▸ **WHAT TO WORK ON**:
Answer these questions using the text on the Upper St. Clair IB program below:
1. Who is the committee's spokesperson?
2. At what time and in what location is the planning meeting held?
3. What job does the commenter JWG say they hold?

▸ **SOURCE DOCUMENT**:
────────────────────

Upper St. Clair parents are not about to let the conservative attack on their children’s education go softly into the night.

Some are looking into a recall of the majority, and an ad hoc committee is raising money for possible litigation. Some parents have even talked about starting an IB charter school. And students are pondering how to replace a program they think has no equal in the district.

“If there is one thing on which all agree,” said Linda T. Ambroso, spokesperson for the committee, “it’s to not let the matter rest.

“There are all kinds of ideas bubbling around,” she said. “Our next stop is to organize these ideas into effective action.”

That action starts at tonight’s 7 p.m. planning meeting in the high school cafeteria.

They’ve started a website at KeepIB.org

20 Responses to “Parents Fight Back”


  1. Gravatar Icon 1 JWG

    Some parents have even talked about starting an IB charter school.

    This is the solution. If you want a curriculum that isn’t supported by the school district, then design your own school.

  2. Gravatar Icon 2 Oliver Willis

    Yes, JWG, spoken like a true anti-intellectual con.

  3. Gravatar Icon 3 Frank_D

    Unfortunately, they won’t be able to get a voucher to go there. Democrats endorse “Make Kids Dumber.”

  4. Gravatar Icon 4 bananafishbones

    Frank, that’s kind of inflammatory coming from an intellectually lazy self-loathing crypto-hippie, isn’t it? Are we getting cranky? Time for our nap? I know, being inflammatory is what you do. So let’s see here–assuming that I take your statement at face value… Nah, screw it. Why do you hate America so?

  5. Gravatar Icon 5 JWG

    spoken like a true anti-intellectual con

    Interesting. I haven’t disparaged the program. I merely agreed with the parents who support the program and consider setting up a charter school to handle the curriculum. (The comment is especially funny considering I’ve mentioned numerous times that I am a public school teacher.)

────────────────────

(Data records)
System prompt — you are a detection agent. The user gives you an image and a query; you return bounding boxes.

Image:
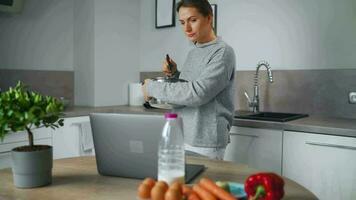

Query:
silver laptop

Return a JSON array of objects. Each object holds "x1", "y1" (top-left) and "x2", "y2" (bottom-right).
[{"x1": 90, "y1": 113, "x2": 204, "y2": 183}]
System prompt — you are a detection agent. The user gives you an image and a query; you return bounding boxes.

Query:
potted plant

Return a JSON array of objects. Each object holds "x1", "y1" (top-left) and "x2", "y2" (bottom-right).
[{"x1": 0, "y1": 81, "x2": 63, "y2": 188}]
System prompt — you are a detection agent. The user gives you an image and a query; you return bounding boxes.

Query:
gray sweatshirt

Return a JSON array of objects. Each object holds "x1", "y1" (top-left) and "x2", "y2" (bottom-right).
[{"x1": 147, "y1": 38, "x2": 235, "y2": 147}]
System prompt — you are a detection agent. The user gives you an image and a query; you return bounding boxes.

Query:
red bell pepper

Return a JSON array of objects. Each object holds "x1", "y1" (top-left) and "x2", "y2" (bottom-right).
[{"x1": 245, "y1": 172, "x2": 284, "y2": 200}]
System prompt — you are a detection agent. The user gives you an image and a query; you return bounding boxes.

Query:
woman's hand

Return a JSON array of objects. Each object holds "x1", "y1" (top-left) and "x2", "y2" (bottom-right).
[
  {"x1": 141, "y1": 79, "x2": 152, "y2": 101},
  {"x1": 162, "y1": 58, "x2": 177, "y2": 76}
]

────────────────────

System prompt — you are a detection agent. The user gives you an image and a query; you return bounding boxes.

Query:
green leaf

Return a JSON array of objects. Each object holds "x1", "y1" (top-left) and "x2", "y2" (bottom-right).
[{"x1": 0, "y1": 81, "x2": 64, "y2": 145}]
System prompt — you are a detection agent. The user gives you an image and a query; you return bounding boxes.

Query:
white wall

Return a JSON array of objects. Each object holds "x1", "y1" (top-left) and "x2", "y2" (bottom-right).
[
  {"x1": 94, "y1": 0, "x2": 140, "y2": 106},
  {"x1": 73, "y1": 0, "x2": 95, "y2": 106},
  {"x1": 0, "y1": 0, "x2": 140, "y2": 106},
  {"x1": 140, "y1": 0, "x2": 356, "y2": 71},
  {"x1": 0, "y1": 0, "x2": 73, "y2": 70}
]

────────────────────

▸ **COMPLETE ANSWER**:
1. Linda T. Ambroso
2. At 7 p.m. in the high school cafeteria
3. Public school teacher